══ EXCERPT TO READ
Patchwork [PATCHv3,2/9] cutils: add a function to find non-zero content in a buffer

login
register
mail settings
Submitter Peter Lieven
Date March 21, 2013, 3:57 p.m.
Message ID <1363881457-14814-3-git-send-email-pl@kamp.de>
Download mbox | patch
Permalink /patch/229745/
State New
Headers show

Comments

Peter Lieven - March 21, 2013, 3:57 p.m.
this adds buffer_find_nonzero_offset() which is a SSE2/Altives
optimized function that searches for non-zero content in a
buffer.

due to the optimizations used in the function there are restrictions
on buffer address and search length. the function
can_use_buffer_find_nonzero_content() can be used to check if
the function can be used safely.

Signed-off-by: Peter Lieven <pl@kamp.de>
---
 include/qemu-common.h |    3 +++
 util/cutils.c         |   50 +++++++++++++++++++++++++++++++++++++++++++++++++
 2 files changed, 53 insertions(+)
Eric Blake - March 21, 2013, 6:12 p.m.
On 03/21/2013 09:57 AM, Peter Lieven wrote:
> this adds buffer_find_nonzero_offset() which is a SSE2/Altives

s/Altives/Altivec/

> optimized function that searches for non-zero content in a
> buffer.
> 
> due to the optimizations used in the function there are restrictions
> on buffer address and search length. the function
> can_use_buffer_find_nonzero_content() can be used to check if
> the function can be used safely.
> 
> Signed-off-by: Peter Lieven <pl@kamp.de>
> ---
>  include/qemu-common.h |    3 +++
>  util/cutils.c         |   50 +++++++++++++++++++++++++++++++++++++++++++++++++
>  2 files changed, 53 insertions(+)

> +inline bool can_use_buffer_find_nonzero_offset(const void *buf, size_t len);
> +inline size_t buffer_find_nonzero_offset(const void *buf, size_t len);

Ouch.  It is okay to add a 'static inline' function, but then the
implementation must live in this header.  Otherwise, the function must
not be inline, or you risk linker errors.

> +++ b/util/cutils.c
> @@ -143,6 +143,56 @@ int qemu_fdatasync(int fd)
>  }
>  
>  /*
> + * Searches for an area with non-zero content in a buffer
> + *
> + * Attention! The len must be a multiple of 8 * sizeof(VECTYPE) 

Should we call out BUFFER_FIND_NONZERO_OFFSET_UNROLL_FACTOR instead of a
magic number here?  But I'm okay with leaving it as-is.

> + * and addr must be a multiple of sizeof(VECTYPE) due to 

Trailing whitespace (here, and on several other lines).  Please run your
series through scripts/checkpatch.pl before submitting v4.

> + * restriction of optimizations in this function.
> + * 
> + * can_use_buffer_find_nonzero_offset() can be used to check
> + * these requirements.
════
══ STORED DATA
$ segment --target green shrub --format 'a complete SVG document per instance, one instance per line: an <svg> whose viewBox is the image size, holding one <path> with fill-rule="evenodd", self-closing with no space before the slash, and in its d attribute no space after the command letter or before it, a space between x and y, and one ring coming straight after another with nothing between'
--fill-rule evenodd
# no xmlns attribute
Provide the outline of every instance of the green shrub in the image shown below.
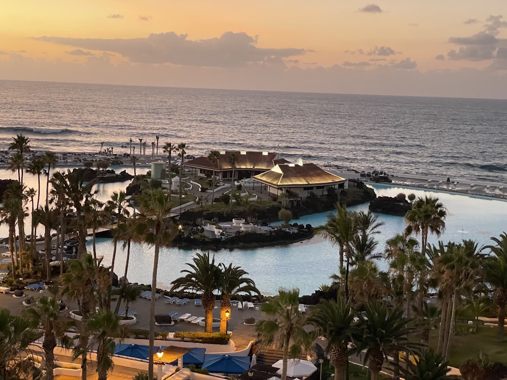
════
[WHAT YOU SHOULD DO] In the patch thread, what script does Eric Blake ask for the series to be run through before v4 is submitted?

[SOLVED EXERCISE] scripts/checkpatch.pl